> [WORK TO DO] Output exactly the lines that run from the line with "[point] every instance of the tall" to the end of the material, both ends included, and no other lines.

> [SUPPLIED DATA]
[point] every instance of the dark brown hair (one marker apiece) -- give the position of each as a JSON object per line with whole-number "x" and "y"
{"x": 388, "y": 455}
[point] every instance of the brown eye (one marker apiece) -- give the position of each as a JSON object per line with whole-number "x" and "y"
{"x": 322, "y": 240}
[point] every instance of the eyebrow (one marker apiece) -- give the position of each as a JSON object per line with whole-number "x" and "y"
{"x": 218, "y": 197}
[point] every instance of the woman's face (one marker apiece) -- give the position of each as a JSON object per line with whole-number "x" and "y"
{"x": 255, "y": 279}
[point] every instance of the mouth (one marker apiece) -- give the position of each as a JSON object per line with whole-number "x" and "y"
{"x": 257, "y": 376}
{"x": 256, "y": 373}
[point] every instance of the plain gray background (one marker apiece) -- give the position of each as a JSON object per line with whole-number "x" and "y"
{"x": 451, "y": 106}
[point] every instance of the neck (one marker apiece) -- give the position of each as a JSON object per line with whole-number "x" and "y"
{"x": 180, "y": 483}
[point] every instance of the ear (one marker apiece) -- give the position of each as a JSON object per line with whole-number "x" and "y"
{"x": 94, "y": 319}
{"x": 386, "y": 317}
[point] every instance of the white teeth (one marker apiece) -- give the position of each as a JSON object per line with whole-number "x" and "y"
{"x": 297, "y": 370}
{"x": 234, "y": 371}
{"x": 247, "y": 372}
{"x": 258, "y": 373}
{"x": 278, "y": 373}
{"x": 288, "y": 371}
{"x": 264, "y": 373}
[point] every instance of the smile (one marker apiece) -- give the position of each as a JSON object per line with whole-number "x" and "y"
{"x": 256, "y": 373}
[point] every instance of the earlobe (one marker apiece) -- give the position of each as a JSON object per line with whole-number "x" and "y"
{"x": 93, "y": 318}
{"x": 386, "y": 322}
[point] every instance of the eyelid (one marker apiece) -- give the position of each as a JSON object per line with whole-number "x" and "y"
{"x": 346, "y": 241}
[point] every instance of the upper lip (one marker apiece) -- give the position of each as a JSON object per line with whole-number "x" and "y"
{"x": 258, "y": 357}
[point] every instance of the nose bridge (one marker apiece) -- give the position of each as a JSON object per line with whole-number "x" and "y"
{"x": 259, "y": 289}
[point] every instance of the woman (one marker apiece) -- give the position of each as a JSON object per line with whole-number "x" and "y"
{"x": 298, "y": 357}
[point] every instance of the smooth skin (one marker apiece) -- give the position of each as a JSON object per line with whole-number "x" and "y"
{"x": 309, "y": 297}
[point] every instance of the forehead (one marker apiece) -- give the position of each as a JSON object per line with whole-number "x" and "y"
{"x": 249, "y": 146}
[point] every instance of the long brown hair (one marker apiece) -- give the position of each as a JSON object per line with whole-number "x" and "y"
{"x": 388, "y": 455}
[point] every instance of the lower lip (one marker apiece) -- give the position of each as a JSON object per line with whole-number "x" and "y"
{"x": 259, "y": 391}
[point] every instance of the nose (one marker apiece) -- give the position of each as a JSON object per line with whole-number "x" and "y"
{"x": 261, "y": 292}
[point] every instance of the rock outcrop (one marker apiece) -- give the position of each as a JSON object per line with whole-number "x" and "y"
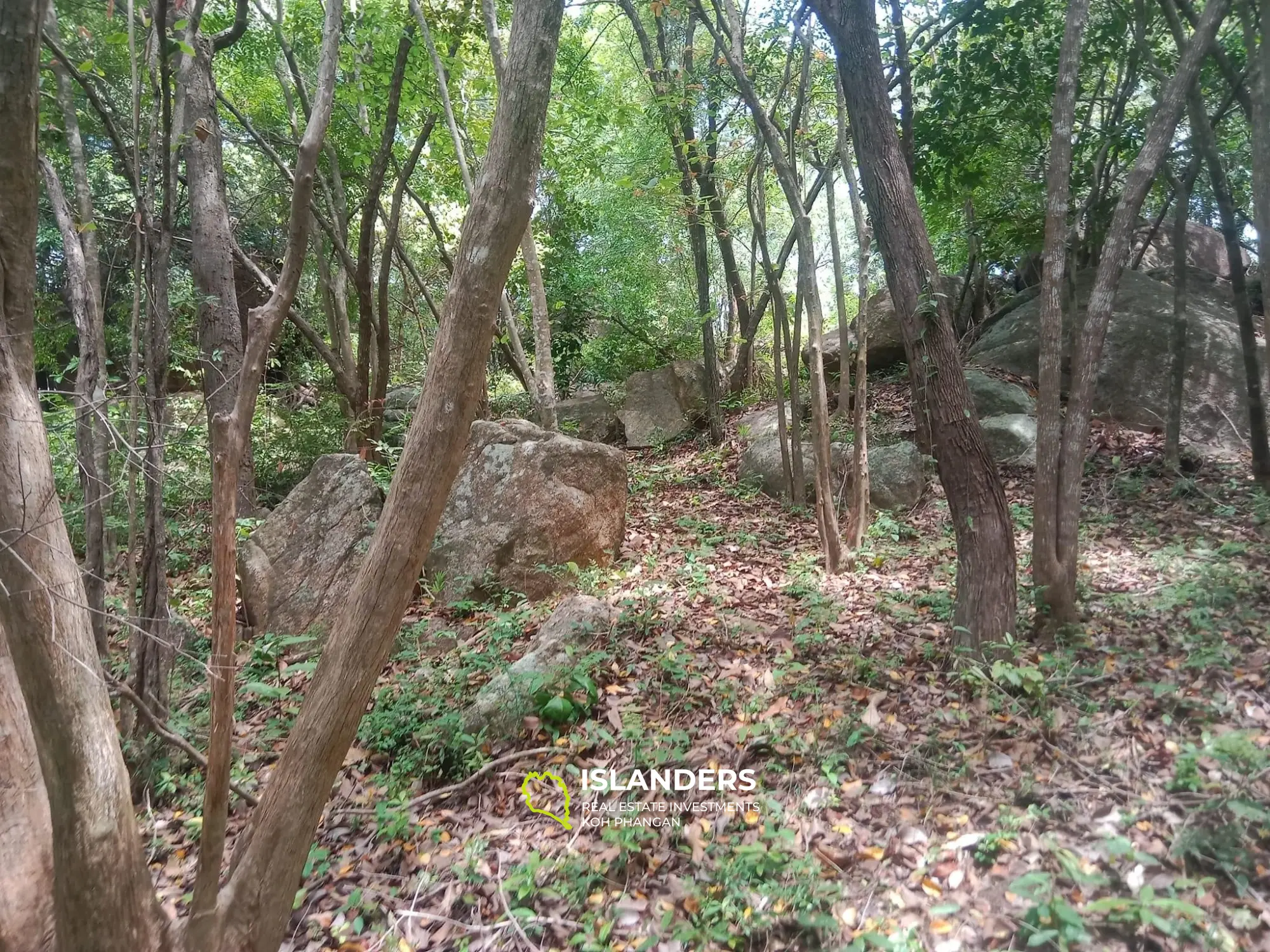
{"x": 662, "y": 404}
{"x": 1133, "y": 380}
{"x": 589, "y": 416}
{"x": 507, "y": 699}
{"x": 526, "y": 503}
{"x": 298, "y": 567}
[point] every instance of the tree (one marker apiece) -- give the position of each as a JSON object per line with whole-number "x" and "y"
{"x": 985, "y": 532}
{"x": 1047, "y": 562}
{"x": 1060, "y": 581}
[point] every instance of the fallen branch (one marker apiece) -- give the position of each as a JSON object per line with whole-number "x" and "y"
{"x": 168, "y": 736}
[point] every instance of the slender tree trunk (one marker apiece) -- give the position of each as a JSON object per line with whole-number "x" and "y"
{"x": 1048, "y": 568}
{"x": 859, "y": 522}
{"x": 1207, "y": 145}
{"x": 220, "y": 329}
{"x": 981, "y": 519}
{"x": 544, "y": 361}
{"x": 90, "y": 402}
{"x": 371, "y": 328}
{"x": 101, "y": 873}
{"x": 1088, "y": 355}
{"x": 840, "y": 299}
{"x": 1260, "y": 126}
{"x": 1178, "y": 338}
{"x": 271, "y": 855}
{"x": 26, "y": 832}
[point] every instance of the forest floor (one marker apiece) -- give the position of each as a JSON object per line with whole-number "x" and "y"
{"x": 1107, "y": 793}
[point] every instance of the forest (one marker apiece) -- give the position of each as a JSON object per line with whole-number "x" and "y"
{"x": 634, "y": 475}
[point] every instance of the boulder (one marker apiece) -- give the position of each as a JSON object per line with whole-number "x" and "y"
{"x": 298, "y": 567}
{"x": 1206, "y": 248}
{"x": 1133, "y": 380}
{"x": 526, "y": 502}
{"x": 501, "y": 706}
{"x": 886, "y": 340}
{"x": 1012, "y": 439}
{"x": 994, "y": 397}
{"x": 399, "y": 403}
{"x": 897, "y": 477}
{"x": 665, "y": 403}
{"x": 589, "y": 416}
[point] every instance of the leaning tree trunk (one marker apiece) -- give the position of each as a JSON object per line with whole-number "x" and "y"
{"x": 270, "y": 859}
{"x": 26, "y": 833}
{"x": 220, "y": 329}
{"x": 90, "y": 403}
{"x": 981, "y": 519}
{"x": 1260, "y": 103}
{"x": 859, "y": 522}
{"x": 91, "y": 378}
{"x": 102, "y": 876}
{"x": 1117, "y": 247}
{"x": 1048, "y": 569}
{"x": 544, "y": 360}
{"x": 1178, "y": 336}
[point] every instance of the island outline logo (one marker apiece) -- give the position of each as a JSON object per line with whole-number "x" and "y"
{"x": 548, "y": 777}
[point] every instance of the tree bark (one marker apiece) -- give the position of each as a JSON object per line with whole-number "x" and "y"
{"x": 373, "y": 331}
{"x": 101, "y": 873}
{"x": 827, "y": 513}
{"x": 26, "y": 831}
{"x": 271, "y": 855}
{"x": 1178, "y": 336}
{"x": 981, "y": 519}
{"x": 1088, "y": 355}
{"x": 1207, "y": 144}
{"x": 859, "y": 521}
{"x": 1260, "y": 126}
{"x": 220, "y": 329}
{"x": 1048, "y": 572}
{"x": 90, "y": 403}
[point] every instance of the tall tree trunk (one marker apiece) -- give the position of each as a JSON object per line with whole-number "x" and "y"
{"x": 26, "y": 832}
{"x": 220, "y": 329}
{"x": 91, "y": 375}
{"x": 1207, "y": 145}
{"x": 827, "y": 513}
{"x": 1088, "y": 356}
{"x": 101, "y": 873}
{"x": 840, "y": 299}
{"x": 981, "y": 519}
{"x": 544, "y": 361}
{"x": 859, "y": 522}
{"x": 90, "y": 403}
{"x": 1178, "y": 336}
{"x": 373, "y": 334}
{"x": 271, "y": 855}
{"x": 1260, "y": 126}
{"x": 1048, "y": 567}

> [SOLUTION TO THIS PROBLEM]
[point] every instance of the tall tree trunk (one marker apiece) -- give the position of each as a JSON object per line with whole-number "x" and "y"
{"x": 26, "y": 832}
{"x": 220, "y": 329}
{"x": 91, "y": 375}
{"x": 1207, "y": 145}
{"x": 827, "y": 513}
{"x": 1088, "y": 356}
{"x": 101, "y": 873}
{"x": 840, "y": 299}
{"x": 981, "y": 519}
{"x": 544, "y": 361}
{"x": 859, "y": 522}
{"x": 90, "y": 403}
{"x": 1178, "y": 336}
{"x": 373, "y": 334}
{"x": 271, "y": 855}
{"x": 1260, "y": 126}
{"x": 1048, "y": 567}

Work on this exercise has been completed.